### EXERCISE PROMPT
Gather all lines in the data that hold the string "books".

----

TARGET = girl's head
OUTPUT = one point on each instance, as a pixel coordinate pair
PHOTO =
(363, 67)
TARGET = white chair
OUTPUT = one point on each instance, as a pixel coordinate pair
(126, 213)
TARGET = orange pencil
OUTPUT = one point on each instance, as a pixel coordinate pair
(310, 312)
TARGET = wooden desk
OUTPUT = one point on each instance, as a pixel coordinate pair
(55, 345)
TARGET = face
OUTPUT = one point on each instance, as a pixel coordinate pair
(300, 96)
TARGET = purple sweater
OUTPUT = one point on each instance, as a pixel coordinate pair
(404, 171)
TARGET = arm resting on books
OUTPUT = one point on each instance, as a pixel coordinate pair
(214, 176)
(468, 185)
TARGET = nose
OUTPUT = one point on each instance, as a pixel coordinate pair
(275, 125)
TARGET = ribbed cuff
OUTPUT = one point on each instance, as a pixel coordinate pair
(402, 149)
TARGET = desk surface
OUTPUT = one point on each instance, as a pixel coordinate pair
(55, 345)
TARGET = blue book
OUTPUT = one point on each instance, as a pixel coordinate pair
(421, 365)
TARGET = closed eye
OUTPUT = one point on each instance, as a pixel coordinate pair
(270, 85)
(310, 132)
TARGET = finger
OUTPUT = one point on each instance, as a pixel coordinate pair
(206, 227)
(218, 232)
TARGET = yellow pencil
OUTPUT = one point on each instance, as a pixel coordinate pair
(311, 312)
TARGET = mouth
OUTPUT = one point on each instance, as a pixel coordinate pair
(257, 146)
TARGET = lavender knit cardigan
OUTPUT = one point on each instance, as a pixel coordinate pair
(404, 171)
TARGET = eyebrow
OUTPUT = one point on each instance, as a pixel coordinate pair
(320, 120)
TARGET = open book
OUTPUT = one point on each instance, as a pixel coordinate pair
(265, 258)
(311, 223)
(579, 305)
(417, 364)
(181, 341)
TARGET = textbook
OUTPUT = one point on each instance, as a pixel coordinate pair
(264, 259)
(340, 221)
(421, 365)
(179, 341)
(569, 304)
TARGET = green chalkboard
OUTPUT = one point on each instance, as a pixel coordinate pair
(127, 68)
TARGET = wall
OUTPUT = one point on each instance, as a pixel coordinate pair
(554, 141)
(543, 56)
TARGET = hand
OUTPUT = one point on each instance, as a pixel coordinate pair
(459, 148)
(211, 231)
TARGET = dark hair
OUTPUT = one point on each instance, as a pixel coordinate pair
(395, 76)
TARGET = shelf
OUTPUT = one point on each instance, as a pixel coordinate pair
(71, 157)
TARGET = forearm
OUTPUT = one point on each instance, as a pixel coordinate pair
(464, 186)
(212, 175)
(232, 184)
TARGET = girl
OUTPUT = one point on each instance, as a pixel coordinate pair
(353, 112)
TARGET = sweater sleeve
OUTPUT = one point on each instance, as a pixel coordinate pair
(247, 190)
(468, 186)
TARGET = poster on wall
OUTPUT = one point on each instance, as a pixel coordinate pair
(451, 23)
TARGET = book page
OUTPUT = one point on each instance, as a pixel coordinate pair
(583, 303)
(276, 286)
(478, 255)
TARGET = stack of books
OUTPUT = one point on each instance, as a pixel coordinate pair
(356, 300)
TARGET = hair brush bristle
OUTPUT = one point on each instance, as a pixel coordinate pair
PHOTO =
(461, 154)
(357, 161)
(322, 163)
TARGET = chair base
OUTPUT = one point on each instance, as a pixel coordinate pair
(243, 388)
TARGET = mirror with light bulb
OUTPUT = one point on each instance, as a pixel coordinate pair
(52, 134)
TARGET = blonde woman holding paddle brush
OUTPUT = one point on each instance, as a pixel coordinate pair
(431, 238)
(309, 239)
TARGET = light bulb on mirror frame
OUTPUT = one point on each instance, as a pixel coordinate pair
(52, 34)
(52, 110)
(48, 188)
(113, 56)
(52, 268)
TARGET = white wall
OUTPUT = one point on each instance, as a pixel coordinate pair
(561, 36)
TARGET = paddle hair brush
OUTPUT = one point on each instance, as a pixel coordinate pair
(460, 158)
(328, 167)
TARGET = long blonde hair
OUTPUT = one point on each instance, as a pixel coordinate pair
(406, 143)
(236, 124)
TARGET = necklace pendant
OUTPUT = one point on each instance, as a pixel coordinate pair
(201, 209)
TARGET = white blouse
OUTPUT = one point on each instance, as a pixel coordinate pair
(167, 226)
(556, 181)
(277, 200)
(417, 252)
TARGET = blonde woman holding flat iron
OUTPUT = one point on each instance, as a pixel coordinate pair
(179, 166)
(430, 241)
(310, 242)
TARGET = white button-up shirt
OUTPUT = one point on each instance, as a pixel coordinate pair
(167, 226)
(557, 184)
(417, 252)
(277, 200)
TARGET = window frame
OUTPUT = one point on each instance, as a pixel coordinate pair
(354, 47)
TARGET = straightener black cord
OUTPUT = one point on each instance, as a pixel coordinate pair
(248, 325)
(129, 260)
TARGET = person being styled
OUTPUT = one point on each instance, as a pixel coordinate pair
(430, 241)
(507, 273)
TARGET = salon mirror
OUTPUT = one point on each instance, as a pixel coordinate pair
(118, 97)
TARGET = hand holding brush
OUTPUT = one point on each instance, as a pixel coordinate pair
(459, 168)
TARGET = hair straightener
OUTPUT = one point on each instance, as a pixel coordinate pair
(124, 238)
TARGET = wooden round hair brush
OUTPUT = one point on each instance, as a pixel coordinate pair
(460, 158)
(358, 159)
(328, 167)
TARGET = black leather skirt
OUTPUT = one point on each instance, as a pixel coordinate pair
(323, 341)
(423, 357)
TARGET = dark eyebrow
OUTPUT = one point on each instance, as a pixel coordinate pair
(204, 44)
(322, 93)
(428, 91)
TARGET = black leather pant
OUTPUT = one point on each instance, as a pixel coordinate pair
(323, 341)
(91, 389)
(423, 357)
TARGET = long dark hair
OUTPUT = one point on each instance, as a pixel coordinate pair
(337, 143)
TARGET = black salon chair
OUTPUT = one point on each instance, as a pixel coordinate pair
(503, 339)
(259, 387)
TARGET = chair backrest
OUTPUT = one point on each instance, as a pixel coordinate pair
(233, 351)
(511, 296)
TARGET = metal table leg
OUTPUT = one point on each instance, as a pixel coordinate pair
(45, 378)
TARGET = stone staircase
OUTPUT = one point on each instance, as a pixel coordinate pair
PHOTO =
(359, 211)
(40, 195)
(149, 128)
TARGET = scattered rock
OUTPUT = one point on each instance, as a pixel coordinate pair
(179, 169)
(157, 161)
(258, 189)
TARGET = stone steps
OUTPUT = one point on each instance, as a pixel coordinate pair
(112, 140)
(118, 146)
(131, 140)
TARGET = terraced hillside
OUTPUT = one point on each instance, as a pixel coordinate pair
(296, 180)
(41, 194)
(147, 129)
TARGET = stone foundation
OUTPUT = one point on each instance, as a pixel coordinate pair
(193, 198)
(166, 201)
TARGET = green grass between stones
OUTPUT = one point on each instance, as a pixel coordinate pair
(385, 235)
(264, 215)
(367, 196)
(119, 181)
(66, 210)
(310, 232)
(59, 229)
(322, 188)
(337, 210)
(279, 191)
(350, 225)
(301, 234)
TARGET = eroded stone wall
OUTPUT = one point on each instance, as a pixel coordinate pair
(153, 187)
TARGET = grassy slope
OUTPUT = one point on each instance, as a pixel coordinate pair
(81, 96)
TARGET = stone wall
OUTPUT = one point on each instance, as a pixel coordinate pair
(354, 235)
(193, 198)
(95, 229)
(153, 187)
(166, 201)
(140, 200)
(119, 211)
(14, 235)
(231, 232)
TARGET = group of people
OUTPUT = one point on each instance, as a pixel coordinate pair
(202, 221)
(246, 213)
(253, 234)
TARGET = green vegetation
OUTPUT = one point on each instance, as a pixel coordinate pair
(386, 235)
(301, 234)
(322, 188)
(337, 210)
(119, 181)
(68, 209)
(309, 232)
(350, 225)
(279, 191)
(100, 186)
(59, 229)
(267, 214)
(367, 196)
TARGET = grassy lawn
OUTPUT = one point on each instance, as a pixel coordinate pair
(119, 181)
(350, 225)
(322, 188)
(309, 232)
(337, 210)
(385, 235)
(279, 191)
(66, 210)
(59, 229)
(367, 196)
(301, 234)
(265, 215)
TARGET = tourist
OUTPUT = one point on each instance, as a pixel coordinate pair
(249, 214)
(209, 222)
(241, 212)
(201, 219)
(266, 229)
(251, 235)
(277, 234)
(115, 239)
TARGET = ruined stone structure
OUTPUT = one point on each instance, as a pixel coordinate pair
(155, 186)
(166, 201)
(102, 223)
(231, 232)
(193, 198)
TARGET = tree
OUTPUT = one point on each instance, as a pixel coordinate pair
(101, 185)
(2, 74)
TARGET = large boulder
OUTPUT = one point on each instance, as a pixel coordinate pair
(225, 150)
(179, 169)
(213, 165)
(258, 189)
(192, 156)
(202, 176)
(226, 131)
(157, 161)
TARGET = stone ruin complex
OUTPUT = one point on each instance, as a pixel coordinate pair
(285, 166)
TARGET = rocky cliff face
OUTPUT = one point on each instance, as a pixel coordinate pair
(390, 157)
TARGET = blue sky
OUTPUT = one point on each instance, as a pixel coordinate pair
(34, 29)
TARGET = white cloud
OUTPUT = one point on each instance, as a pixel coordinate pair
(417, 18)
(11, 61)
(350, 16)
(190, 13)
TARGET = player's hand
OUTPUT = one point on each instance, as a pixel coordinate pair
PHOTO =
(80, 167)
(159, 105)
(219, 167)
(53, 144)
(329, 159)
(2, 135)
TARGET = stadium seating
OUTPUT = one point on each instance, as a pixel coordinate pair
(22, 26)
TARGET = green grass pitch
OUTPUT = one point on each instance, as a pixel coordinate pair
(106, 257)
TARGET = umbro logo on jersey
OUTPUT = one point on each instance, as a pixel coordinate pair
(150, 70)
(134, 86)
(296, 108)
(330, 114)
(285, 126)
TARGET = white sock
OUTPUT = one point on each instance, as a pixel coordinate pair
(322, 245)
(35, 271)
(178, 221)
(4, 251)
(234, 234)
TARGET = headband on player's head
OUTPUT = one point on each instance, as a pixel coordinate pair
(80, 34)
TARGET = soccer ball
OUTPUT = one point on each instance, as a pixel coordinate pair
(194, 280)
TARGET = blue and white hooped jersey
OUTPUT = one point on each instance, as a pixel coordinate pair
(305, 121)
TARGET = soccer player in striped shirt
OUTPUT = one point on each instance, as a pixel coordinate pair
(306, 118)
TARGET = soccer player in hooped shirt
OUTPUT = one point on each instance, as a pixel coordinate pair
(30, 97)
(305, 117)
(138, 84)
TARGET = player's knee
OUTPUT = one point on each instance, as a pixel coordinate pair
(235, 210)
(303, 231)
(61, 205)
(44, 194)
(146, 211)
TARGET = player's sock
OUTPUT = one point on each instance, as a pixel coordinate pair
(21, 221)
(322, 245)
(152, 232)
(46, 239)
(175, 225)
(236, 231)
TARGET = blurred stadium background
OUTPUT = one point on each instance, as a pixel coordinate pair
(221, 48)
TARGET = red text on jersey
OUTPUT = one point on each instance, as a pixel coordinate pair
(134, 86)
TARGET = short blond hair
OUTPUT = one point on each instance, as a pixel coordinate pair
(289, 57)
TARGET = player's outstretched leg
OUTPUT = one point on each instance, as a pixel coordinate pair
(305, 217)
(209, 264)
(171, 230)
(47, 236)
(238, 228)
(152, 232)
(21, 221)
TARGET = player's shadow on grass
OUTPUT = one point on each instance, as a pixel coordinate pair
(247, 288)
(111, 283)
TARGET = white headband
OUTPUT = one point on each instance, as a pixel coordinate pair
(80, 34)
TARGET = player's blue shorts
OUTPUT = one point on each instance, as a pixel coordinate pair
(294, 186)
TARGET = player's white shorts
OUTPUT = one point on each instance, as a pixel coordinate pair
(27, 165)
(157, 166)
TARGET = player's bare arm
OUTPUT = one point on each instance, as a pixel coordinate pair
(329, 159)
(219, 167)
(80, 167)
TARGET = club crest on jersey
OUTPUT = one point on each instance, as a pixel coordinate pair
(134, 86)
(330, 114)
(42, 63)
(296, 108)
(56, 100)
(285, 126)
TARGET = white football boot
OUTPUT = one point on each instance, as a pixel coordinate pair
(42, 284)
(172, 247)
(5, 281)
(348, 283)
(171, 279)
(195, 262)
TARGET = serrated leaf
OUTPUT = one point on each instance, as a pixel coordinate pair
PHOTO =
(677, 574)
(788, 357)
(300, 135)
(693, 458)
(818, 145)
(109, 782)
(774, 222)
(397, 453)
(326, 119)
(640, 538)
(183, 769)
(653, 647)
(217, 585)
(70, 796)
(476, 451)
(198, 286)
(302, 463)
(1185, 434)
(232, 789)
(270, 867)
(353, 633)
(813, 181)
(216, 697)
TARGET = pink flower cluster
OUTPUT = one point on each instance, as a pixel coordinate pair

----

### WRITTEN ANSWER
TARGET = arm resting on books
TARGET = stack of books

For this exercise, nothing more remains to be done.